**Document excerpt:**

····················

The murders happened at night, on or close to a weekend and near the end of a month.

The Search for Jack the Ripper

PHOTO: wikimedia

The “From Hell” letter. [PHOTO: wikimedia]

Jack the Ripper was not the first serial killer in history, not by a long shot, but he was the first serial killer to evoke such a strong public reaction. Almost as soon as the murders happened, newspapers began to broadcast their details, the police reports, and the investigation, creating a mass frenzy of fear.

The investigation was headed by the Metropolis Police of London, with Detective Inspector Edmund Reid and Scotland Yard detectives Frederick Abberline, Henry Moore, and Walter Andrews leading.

While the police worked on finding the murderer, the public did too. A group of volunteers from Whitechapel, called the “Whitechapel Vigilance Committee” patrolled the streets, looking for suspects.

The Whitechapel Murders were quite a historic point for police investigations and forensic science, as they were, perhaps, one of the earliest and best documented examples of criminal profiling. Due to the nature of the murders, the detectives narrowed their suspects down to butchers, slaughterers, and even doctors and surgeons. Many thought that the Ripper belonged to a cattle boat. Whitechapel was near the London Docks, and the boats docked on Thursday or Friday and left the dock on Saturday or Sunday, which would directly coincide with the times of the murders. However, no boats were found that matched with the dates of the murders, and so that theory was ruled out.

The police surgeon working the case did not believe the murderer had any knowledge of anatomy, but thought instead that he was a homicidal maniac prone to episodes of violence. Some other people thought that, because the victims were prostitutes, the Ripper took sexual satisfaction in his kills, but that, too, was ruled out, as there was no evidence of sexual activity of any kind with the victims.

····················

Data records
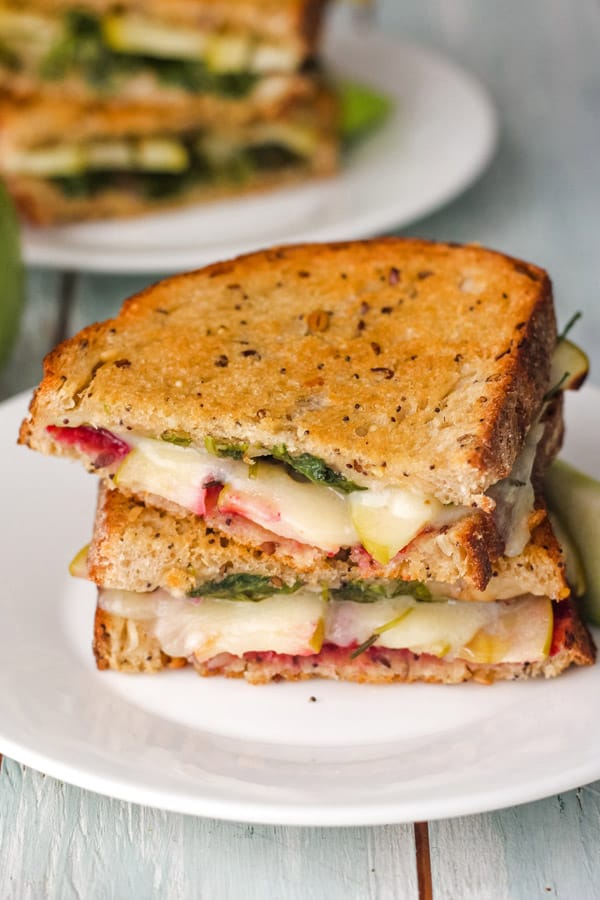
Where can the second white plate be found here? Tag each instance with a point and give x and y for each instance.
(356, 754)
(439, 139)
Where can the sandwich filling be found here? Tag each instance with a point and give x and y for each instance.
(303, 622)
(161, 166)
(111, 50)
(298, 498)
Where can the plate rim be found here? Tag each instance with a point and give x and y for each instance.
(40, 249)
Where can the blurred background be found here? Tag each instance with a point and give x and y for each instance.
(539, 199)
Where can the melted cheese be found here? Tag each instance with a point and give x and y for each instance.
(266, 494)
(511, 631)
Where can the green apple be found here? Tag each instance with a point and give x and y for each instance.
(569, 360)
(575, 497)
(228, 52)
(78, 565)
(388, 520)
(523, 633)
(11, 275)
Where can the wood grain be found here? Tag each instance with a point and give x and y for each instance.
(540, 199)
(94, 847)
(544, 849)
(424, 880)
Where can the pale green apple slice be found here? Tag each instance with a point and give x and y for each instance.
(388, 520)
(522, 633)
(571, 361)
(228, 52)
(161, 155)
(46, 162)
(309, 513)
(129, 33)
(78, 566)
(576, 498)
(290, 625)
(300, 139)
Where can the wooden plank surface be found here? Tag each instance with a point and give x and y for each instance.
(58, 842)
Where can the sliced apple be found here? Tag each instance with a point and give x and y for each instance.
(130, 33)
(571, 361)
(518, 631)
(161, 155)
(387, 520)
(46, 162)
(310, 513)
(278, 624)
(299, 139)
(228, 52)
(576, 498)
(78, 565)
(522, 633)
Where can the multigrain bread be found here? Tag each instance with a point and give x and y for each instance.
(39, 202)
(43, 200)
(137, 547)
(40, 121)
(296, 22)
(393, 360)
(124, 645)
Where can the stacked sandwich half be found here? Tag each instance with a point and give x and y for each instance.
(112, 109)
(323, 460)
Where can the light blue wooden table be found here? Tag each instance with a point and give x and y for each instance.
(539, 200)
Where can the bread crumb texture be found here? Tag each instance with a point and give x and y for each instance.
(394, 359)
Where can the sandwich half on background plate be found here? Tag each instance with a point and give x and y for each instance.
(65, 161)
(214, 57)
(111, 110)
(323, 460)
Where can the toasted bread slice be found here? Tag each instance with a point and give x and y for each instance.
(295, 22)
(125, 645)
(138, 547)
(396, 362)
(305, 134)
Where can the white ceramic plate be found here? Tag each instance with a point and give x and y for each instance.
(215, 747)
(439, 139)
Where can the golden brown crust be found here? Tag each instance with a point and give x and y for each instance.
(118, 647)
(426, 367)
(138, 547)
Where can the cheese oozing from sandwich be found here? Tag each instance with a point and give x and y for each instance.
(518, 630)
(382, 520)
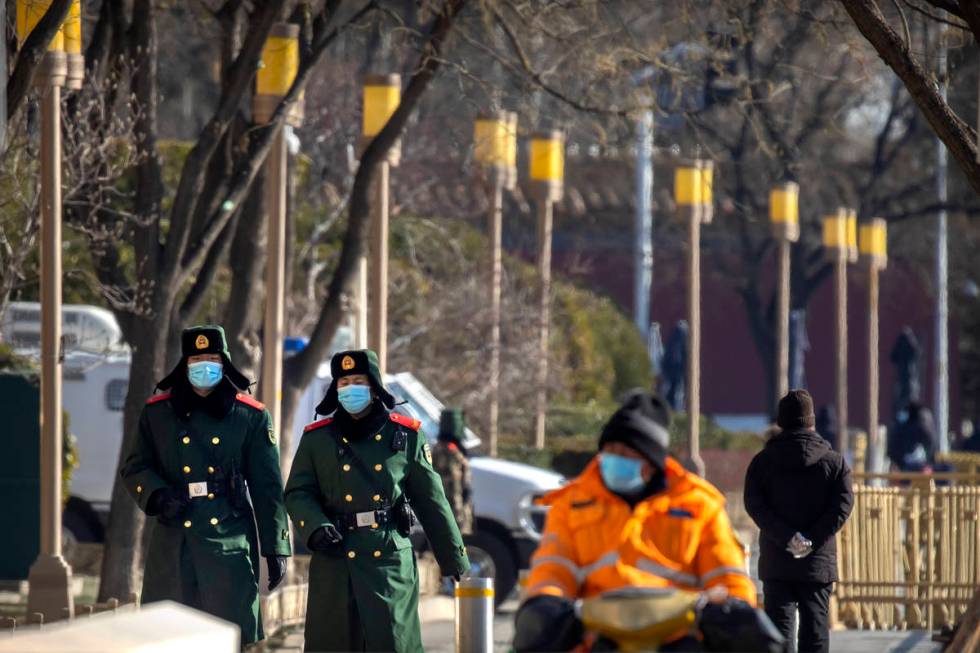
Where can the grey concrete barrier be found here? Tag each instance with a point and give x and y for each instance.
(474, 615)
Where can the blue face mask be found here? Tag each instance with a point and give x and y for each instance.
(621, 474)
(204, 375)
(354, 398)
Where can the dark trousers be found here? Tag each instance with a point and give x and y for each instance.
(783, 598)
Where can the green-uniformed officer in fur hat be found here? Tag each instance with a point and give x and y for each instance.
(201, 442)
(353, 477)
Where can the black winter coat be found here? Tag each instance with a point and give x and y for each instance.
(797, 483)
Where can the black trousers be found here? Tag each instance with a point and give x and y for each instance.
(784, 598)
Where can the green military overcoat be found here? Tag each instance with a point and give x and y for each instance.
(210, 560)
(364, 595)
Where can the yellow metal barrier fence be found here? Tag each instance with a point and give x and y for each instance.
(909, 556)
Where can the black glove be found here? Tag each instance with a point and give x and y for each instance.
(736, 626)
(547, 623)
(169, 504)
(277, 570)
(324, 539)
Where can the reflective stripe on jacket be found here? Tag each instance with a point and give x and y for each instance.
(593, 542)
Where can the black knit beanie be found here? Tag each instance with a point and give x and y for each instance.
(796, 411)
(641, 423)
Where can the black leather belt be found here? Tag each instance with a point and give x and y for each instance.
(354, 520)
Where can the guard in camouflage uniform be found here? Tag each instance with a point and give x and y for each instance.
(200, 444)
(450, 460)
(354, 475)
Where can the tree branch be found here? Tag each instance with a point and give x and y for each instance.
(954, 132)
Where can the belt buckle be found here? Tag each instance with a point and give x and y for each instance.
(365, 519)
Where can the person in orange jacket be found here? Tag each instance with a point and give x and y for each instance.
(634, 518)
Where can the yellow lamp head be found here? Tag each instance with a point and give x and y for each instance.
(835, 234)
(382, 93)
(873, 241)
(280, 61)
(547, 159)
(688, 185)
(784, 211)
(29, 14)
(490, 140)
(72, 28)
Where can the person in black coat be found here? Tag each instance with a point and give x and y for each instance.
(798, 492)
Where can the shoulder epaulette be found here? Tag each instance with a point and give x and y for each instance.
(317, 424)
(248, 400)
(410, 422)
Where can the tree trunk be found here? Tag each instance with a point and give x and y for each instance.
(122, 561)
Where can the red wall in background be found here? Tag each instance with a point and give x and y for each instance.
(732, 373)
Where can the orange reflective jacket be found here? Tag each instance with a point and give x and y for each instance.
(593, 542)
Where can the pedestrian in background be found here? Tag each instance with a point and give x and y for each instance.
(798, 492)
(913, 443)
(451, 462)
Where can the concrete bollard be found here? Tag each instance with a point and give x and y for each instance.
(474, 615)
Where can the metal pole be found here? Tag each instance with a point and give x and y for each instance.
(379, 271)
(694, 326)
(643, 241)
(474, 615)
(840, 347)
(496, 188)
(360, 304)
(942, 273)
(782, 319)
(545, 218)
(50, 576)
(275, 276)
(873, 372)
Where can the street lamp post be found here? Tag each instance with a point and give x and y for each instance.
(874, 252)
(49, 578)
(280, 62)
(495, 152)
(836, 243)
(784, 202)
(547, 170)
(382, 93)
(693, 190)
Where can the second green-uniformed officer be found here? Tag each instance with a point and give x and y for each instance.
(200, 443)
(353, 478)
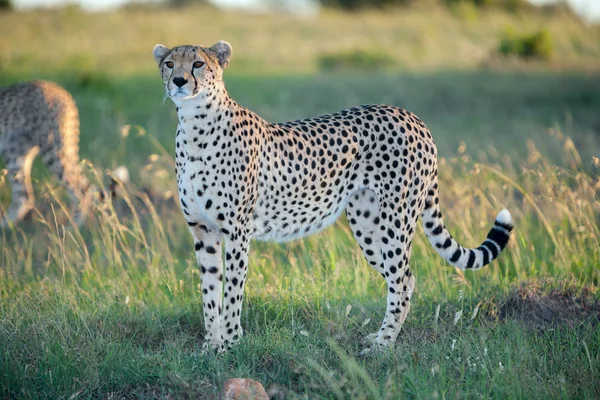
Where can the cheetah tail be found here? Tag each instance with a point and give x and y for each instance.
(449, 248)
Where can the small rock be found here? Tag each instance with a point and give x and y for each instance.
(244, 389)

····················

**Actions to take:**
**a.** In the Jack the Ripper excerpt, what was the group of Whitechapel volunteers who patrolled the streets called?
**b.** Transcribe the Jack the Ripper excerpt from "The police surgeon" up to and including "with the victims.".

**Answers in order:**
**a.** The Whitechapel Vigilance Committee.

**b.**
The police surgeon working the case did not believe the murderer had any knowledge of anatomy, but thought instead that he was a homicidal maniac prone to episodes of violence. Some other people thought that, because the victims were prostitutes, the Ripper took sexual satisfaction in his kills, but that, too, was ruled out, as there was no evidence of sexual activity of any kind with the victims.